● **Exercise goal**
Pull every line out of the records below and copy each one word for word. Leave the pictures out of your answer.

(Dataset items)

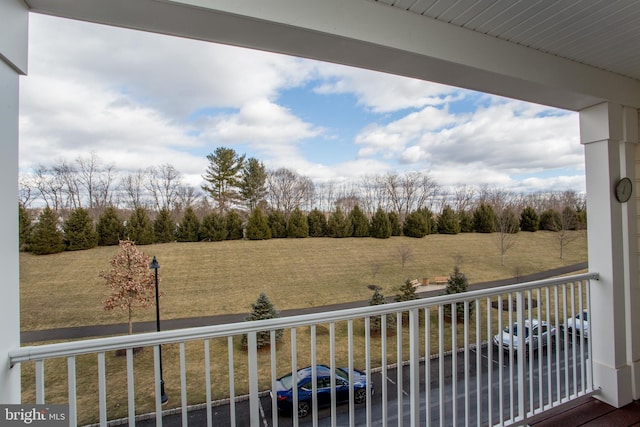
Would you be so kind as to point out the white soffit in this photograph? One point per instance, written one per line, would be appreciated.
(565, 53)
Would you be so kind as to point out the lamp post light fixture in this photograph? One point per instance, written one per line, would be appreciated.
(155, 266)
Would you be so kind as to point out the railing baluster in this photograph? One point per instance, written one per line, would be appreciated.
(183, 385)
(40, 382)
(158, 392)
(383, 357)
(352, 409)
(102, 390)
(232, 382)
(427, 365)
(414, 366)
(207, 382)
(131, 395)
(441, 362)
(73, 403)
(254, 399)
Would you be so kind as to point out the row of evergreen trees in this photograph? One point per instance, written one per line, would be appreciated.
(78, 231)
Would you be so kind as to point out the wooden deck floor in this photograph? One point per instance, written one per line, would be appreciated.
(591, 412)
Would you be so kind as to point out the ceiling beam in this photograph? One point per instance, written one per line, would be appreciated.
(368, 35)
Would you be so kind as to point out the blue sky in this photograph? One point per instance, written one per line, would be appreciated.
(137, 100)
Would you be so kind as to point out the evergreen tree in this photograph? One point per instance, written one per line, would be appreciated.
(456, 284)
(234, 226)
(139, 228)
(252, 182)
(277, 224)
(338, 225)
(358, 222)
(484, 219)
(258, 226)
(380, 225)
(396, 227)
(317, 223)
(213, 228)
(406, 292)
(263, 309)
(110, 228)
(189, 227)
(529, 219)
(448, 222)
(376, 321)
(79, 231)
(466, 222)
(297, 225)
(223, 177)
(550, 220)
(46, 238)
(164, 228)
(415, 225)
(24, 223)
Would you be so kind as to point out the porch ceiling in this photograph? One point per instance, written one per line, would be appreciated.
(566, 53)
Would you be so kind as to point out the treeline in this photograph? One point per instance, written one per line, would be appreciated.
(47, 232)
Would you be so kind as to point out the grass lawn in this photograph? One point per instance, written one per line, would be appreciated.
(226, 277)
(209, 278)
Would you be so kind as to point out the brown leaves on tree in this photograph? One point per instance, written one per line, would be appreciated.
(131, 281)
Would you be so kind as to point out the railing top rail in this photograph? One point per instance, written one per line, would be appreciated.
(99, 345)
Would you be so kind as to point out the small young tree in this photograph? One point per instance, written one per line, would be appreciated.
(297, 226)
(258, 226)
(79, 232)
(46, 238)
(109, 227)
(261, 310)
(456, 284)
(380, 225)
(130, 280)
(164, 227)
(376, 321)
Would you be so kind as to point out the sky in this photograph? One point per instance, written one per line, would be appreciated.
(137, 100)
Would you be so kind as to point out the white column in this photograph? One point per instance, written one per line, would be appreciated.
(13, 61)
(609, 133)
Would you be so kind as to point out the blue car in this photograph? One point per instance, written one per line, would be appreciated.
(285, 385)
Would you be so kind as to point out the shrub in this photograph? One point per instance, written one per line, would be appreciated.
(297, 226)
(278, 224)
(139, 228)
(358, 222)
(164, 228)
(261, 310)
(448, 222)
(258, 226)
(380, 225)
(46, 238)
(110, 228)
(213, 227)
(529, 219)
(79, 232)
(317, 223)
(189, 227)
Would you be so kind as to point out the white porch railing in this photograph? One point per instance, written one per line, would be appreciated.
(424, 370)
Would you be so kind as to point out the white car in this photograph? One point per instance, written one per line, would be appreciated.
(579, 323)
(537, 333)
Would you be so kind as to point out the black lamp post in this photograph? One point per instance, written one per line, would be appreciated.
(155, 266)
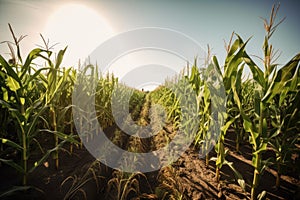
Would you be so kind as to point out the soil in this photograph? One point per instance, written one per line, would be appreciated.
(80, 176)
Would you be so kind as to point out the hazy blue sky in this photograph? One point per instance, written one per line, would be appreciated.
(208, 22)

● **Solution**
Would you be so kind as to point out the white soffit in this photograph? One point per instance, written one per line, would be appreciated.
(565, 53)
Would you be so kind as to point out the lamp post light fixture in this photograph? One point per instance, written one per line, would be appreciated.
(155, 266)
Would you be so kind as to point out the railing baluster in this photograph? One point per instance, written one per line, would be appreciated.
(183, 385)
(40, 382)
(158, 392)
(383, 357)
(352, 409)
(102, 390)
(232, 382)
(427, 365)
(414, 366)
(207, 382)
(131, 395)
(441, 362)
(73, 403)
(254, 399)
Would you be so kind as to point out the row of evergreen trees in this photograph? One point per instance, written one per line, would be appreciated.
(78, 231)
Would you be so kind as to point out the wooden deck floor in this photograph? One point per instance, written one per line, would be appreciated.
(591, 412)
Would you be so kind as to point out the ceiling beam in this photograph? One point per instance, written one per line, would be appreciated.
(368, 35)
Would you be so kind as to point out the blue sky in this photograph? One point per instance, written one per line, would be appreciated.
(137, 100)
Would you be so kind as to point out the evergreen tree in this photograph? One point per instance, written one per line, would be appreciated.
(456, 284)
(234, 226)
(139, 228)
(252, 182)
(277, 224)
(338, 225)
(358, 222)
(484, 219)
(258, 226)
(380, 225)
(396, 227)
(317, 223)
(213, 228)
(406, 292)
(263, 309)
(110, 228)
(189, 227)
(529, 219)
(448, 222)
(376, 321)
(79, 231)
(466, 222)
(297, 225)
(223, 177)
(550, 220)
(46, 238)
(164, 228)
(415, 225)
(24, 223)
Would you be so kind as to point out the porch ceiling in this photograph? One point per instance, written one per line, would be appreciated.
(566, 53)
Would you be so kind as to point out the treeline in this photograph? One point per instance, written one per line, would be appreciated.
(47, 232)
Would you be so kind as to point out the grass lawn in this photograph? One point per instance, written one per line, would be appreciated.
(226, 277)
(209, 278)
Would you be so kind as to point out the brown leaves on tree in this photograph? One point per instance, written one per line, would be appreciated.
(131, 281)
Would you be so kind as to point out the railing top rail in this photograph? One point per instance, written one per line, would be appreciated.
(99, 345)
Would you be so kind as to point out the small young tree in this photograph? One point per instance, written one per line, would be appreciated.
(297, 226)
(258, 226)
(79, 232)
(46, 238)
(109, 227)
(261, 310)
(456, 284)
(380, 225)
(130, 280)
(164, 227)
(376, 321)
Would you be so kind as to point out the sky in this photograph? One point per instance, written one per line, would be appreciated.
(137, 100)
Would you be so kind as to point out the white column in this photograph? One point per instance, written one per line, would be appreciated.
(13, 61)
(609, 133)
Would you be so kind as to point out the blue car in this photograph? One point per instance, written one per line, would be appreciated.
(285, 385)
Would you be so kind as to point out the shrub in this photograph? One point per instance, written one per line, would be appreciated.
(297, 226)
(278, 224)
(139, 228)
(358, 222)
(164, 228)
(261, 310)
(448, 222)
(258, 226)
(380, 225)
(46, 238)
(110, 228)
(213, 227)
(529, 219)
(79, 232)
(317, 223)
(189, 227)
Would you be so kind as to point out the white porch railing in this photograph? One point per instance, written one per line, would be appreciated.
(424, 370)
Would you be so kind as to point out the white car in this photograph? One point per instance, written one per line, would be appreciated.
(579, 323)
(537, 333)
Would you be so kind as to point out the black lamp post in this photograph? One point per instance, written one per line, would be appreciated.
(155, 266)
Would you be so kind as to point out the soil in this photograph? One point per instance, written one per line, would be appreciated.
(80, 176)
Would you be so kind as to point out the hazy blue sky in this photograph? One point per instance, written one per line, would be appreciated.
(208, 22)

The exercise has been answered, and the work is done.